Exercise instructions –
Return the material below in full and exactly.

Provided data –
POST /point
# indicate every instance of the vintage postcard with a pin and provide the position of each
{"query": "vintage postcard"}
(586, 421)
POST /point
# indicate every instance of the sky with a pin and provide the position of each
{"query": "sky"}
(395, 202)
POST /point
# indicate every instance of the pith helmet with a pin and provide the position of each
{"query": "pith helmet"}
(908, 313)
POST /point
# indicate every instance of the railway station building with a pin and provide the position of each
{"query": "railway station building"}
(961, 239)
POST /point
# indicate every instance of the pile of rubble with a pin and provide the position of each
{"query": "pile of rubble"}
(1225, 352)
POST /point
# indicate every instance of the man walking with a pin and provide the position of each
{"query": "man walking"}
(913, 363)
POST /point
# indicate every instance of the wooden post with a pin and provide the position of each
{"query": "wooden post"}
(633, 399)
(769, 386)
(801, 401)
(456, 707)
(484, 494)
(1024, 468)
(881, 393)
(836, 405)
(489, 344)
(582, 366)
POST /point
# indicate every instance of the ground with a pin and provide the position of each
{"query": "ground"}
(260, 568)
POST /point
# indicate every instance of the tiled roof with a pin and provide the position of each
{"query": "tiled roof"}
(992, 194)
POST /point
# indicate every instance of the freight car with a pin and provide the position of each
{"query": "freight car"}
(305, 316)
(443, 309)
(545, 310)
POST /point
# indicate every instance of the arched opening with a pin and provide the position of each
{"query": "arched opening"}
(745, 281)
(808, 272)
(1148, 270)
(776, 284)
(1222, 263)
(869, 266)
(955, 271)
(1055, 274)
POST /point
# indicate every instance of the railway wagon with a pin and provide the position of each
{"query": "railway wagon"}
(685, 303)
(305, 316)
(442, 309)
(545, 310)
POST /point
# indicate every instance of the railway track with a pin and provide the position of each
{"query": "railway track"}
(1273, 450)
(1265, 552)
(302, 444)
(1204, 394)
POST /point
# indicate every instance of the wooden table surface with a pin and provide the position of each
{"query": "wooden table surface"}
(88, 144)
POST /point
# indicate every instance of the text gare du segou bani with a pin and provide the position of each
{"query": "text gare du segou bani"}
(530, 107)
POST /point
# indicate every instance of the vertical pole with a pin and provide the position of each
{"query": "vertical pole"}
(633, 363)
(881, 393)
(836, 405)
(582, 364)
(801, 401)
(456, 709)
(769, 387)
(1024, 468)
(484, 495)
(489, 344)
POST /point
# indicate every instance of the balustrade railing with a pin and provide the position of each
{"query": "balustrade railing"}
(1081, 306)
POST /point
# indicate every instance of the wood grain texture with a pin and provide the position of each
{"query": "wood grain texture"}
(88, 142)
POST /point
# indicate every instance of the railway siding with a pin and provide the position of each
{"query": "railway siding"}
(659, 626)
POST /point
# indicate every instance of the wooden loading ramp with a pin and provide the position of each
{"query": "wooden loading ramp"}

Expected answer –
POST /point
# indicate every instance of the vintage postcard with a pin and provide the position of each
{"query": "vintage postcard"}
(586, 421)
POST /point
# indicate every instance of the sky with a pin and provide the position of each
{"query": "sky"}
(395, 202)
POST /point
# indicate every instance of the pith helmet with a pin and provide the position of each
{"query": "pith helmet"}
(908, 313)
POST /point
# indicate every instance of the railway station building with a pin and provide the position of each
{"query": "railway station building"}
(961, 239)
POST /point
# indicate every instance of the pile of rubble with a pin and provide the position of each
{"query": "pile of rubble"}
(1225, 352)
POST /point
# indicate every instance of the man walking with a pin and provide the position of each
{"query": "man walking"}
(913, 363)
POST /point
# indicate every instance of the wooden post with a pin and provide the position of each
{"query": "wooden post"}
(633, 399)
(769, 386)
(801, 401)
(456, 707)
(484, 494)
(1024, 468)
(881, 393)
(836, 405)
(489, 344)
(582, 366)
POST /point
# indicate every instance of the ground with a pin and provide the position of each
{"query": "ground"}
(260, 568)
POST /point
# indicate every instance of the tiled roof with a pin and provide the position of each
{"query": "tiled roof"}
(992, 194)
POST /point
# indicate every instance of the freight car with a pin and provide the position of each
{"query": "freight car"}
(305, 316)
(443, 309)
(545, 310)
POST /point
# indicate every instance of the arched opening with a pin and provide the position of each
{"query": "arched opening"}
(745, 281)
(808, 272)
(1148, 270)
(776, 284)
(1222, 263)
(869, 266)
(955, 271)
(1055, 274)
POST /point
# indicate every instance of the railway wagon with a pin and provide the position of each
{"query": "railway wagon"}
(685, 303)
(305, 316)
(442, 309)
(545, 310)
POST /point
# indicate every instance of the railway track with a pin and provide the position of each
{"query": "railway track"}
(1273, 450)
(1265, 552)
(302, 444)
(1204, 394)
POST /point
# indicate every instance of the wooden table surface with a pin and provide the position of each
{"query": "wooden table surface"}
(88, 144)
POST /point
# indicate every instance of the text gare du segou bani with a pin and provide the position of each
{"query": "text gare du segou bani"}
(530, 107)
POST /point
# indicate every instance of the vertical pole with a pin and provide the position of each
{"query": "vertical pole"}
(633, 363)
(881, 393)
(836, 405)
(582, 364)
(801, 401)
(456, 709)
(769, 387)
(1024, 468)
(484, 495)
(489, 344)
POST /point
# indicate every instance of the balustrade railing with a pin and provide the position of each
{"query": "balustrade railing"}
(1081, 306)
POST /point
# indicate every instance of the wood grain texture with a pin and provide the position of each
{"query": "wood grain texture"}
(88, 142)
POST /point
# indicate every instance of the railway siding with a pin and provide the position of each
{"query": "railway siding"}
(659, 626)
POST /point
# indicate every instance of the wooden loading ramp with a pin and provide the position of each
{"query": "wooden loading ramp"}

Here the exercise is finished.